-- TRY IT --
Take the listing below and write it out again exactly, skipping any picture that it holds.

-- DATA PROVIDED --
########

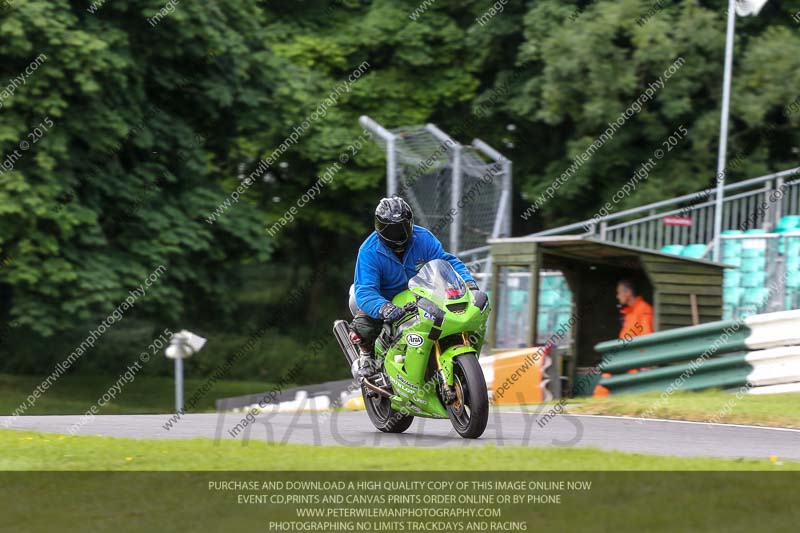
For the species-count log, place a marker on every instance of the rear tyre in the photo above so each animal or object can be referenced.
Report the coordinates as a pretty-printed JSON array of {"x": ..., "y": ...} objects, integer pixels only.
[
  {"x": 470, "y": 412},
  {"x": 382, "y": 415}
]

########

-- EXERCISE ANSWER --
For the species-count log, place a marker on every instance of the rear tyre in the photo above so each animal or object can be referenced.
Report the coordinates as a pretty-printed JSON array of {"x": ..., "y": ...} objects, integer pixels only.
[
  {"x": 470, "y": 412},
  {"x": 382, "y": 415}
]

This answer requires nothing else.